(Data extracts begins)

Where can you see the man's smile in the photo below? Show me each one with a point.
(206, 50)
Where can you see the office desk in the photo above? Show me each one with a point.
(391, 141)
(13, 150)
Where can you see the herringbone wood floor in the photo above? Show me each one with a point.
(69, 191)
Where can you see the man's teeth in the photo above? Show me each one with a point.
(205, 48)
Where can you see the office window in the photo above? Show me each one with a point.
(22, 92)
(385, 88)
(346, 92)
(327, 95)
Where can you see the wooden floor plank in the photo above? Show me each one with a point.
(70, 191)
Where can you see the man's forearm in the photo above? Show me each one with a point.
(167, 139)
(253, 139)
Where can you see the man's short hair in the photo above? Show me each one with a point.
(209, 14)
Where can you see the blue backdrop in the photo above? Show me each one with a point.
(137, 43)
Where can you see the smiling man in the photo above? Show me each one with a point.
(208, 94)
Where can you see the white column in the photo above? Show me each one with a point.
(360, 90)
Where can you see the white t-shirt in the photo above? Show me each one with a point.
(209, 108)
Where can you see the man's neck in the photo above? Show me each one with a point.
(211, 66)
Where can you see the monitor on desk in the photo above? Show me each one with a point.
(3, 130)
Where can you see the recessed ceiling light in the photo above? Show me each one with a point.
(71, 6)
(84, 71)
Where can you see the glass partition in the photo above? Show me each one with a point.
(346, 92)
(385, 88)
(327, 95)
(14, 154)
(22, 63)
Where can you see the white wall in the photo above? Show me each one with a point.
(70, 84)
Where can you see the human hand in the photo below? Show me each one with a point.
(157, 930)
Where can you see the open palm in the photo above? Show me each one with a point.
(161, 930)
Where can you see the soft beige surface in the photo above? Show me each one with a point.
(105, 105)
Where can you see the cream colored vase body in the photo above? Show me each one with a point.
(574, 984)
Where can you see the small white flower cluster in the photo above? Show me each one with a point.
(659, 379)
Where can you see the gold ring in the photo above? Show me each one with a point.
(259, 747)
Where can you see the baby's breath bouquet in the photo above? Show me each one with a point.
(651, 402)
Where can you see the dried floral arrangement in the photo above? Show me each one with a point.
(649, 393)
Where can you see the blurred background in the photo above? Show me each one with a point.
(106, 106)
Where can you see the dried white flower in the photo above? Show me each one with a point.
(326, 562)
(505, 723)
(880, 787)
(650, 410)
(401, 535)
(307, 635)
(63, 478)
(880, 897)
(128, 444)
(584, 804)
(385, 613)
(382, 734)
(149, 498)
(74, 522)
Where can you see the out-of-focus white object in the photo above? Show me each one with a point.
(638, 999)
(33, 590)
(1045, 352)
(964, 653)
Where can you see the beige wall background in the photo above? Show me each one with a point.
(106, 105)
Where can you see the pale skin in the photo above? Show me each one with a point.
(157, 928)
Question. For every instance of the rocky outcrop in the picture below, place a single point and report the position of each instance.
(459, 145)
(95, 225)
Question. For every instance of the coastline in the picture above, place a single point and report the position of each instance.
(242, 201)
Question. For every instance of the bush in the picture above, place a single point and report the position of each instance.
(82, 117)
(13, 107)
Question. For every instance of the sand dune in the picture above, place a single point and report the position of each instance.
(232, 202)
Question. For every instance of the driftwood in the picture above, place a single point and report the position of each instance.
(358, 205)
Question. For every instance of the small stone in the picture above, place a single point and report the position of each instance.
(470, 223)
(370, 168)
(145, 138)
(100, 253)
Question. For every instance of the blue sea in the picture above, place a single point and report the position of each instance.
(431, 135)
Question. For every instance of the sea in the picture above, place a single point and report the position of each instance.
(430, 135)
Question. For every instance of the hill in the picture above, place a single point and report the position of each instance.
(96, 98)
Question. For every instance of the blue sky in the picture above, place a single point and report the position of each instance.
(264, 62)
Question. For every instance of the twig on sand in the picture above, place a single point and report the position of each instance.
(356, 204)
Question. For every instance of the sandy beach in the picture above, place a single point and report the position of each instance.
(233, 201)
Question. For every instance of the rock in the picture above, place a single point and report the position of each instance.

(Data extracts ends)

◆ Assignment
Reply with the complete data above, every character as it stands.

◆ Final answer
Where can you see the man's smile in the photo below? Show me each one with a point.
(206, 50)
Where can you see the office desk in the photo above? Show me each one with a point.
(391, 141)
(13, 150)
Where can you see the herringbone wood floor in the photo above? Show me each one with a point.
(69, 191)
Where can you see the man's teeth in the photo above? Show me each one with a point.
(205, 48)
Where can you see the office window in the photo above? Show me each one with a point.
(22, 92)
(385, 88)
(346, 92)
(327, 95)
Where can you see the wooden floor plank in the photo above? Show me each one with a point.
(70, 191)
Where can you see the man's forearm in the photo above? Show me each one with a point.
(167, 139)
(253, 139)
Where can you see the man's short hair in the photo above? Show me each one with a point.
(209, 14)
Where can you see the blue backdrop in the photo above? Show me each one with a point.
(137, 43)
Where can you see the smiling man in the photo above? Show me each one with a point.
(208, 94)
Where can you see the white column in the photo above? Show me each one with a point.
(360, 90)
Where can you see the white t-shirt in the photo above? Show me each one with a point.
(209, 108)
Where can you see the man's neck in the photo above? Show me each one with a point.
(211, 66)
Where can you see the monitor on desk in the photo above? Show me each one with a point.
(3, 130)
Where can you see the recessed ceiling light in the photo above? Show me each one with a point.
(71, 6)
(84, 71)
Where can you see the glass partition in the photo above? Show me each one with a point.
(346, 92)
(385, 88)
(327, 95)
(14, 154)
(22, 63)
Where can you see the white wall in the photo above? Show me each one with a point.
(70, 84)
Where can you see the human hand in the photo below? Show me each one with a point.
(157, 930)
Where can you see the open palm in the photo above? Show me each one with a point.
(161, 930)
Where can you see the soft beige surface in the photo above? Show me each one with a point.
(105, 105)
Where can you see the cream colored vase body in the photo above? Show me each one with a point.
(574, 984)
Where can you see the small white flower cluster in the photo above? Show me each one with a point.
(659, 379)
Where can you see the gold ring in the photo above? Show me each one with a point.
(259, 747)
Where can you see the baby's breath bouquet in the photo above? Show me each one with a point.
(651, 402)
Where can you see the dried floral arrangement in the photo above? Show me each one with a point.
(649, 393)
Where can you see the blurred background in the photo above? Show me each one with a point.
(106, 106)
Where can you see the dried white flower in the photo above? Show me each one with a point.
(326, 562)
(505, 723)
(880, 787)
(650, 410)
(401, 535)
(307, 635)
(63, 478)
(880, 897)
(128, 444)
(584, 804)
(385, 613)
(382, 734)
(149, 498)
(74, 522)
Where can you see the out-of-focus white object in the photo above? Show me each one with a point.
(638, 999)
(33, 590)
(1045, 352)
(964, 653)
Where can you see the beige wall background in the photo above? Show me each one with a point.
(106, 105)
Where can you see the pale skin in the photo above? Show me each one with a point.
(157, 928)
Question. For every instance of the rocky outcrop in the picture below, place a single point and report the position of each instance.
(459, 145)
(95, 225)
Question. For every instance of the coastline in the picture above, place a single point and report the position of each instance.
(242, 201)
Question. For every instance of the bush in the picture above, place a single point and report the position of each instance.
(82, 117)
(13, 107)
Question. For every instance of the sand dune in the picture above, place a single point and report the position of each instance.
(232, 202)
Question. For every instance of the driftwood in the picture above, place a single point and report the position of each instance.
(358, 205)
Question. For every instance of the small stone in the picture above, place a single point and report the position of each instance.
(470, 223)
(370, 168)
(145, 138)
(100, 253)
Question. For every instance of the blue sea in the picture above, place a single point and report the position of each instance.
(431, 135)
Question. For every instance of the sea in the picture above, place a single point and report the position of each instance.
(430, 135)
Question. For every instance of the hill in the picture above, place a single point and report the position of each instance.
(96, 98)
Question. For every instance of the blue sky in the picture above, place a single point and report the position of each instance.
(264, 62)
Question. For every instance of the twig on sand in the picture above, place a single point and report the position of each instance.
(356, 204)
Question. For every instance of the sandy beach in the picture above, place a single point and report the position of each instance.
(233, 201)
Question. For every instance of the rock in the picture above, place a single point and report the position of each instance.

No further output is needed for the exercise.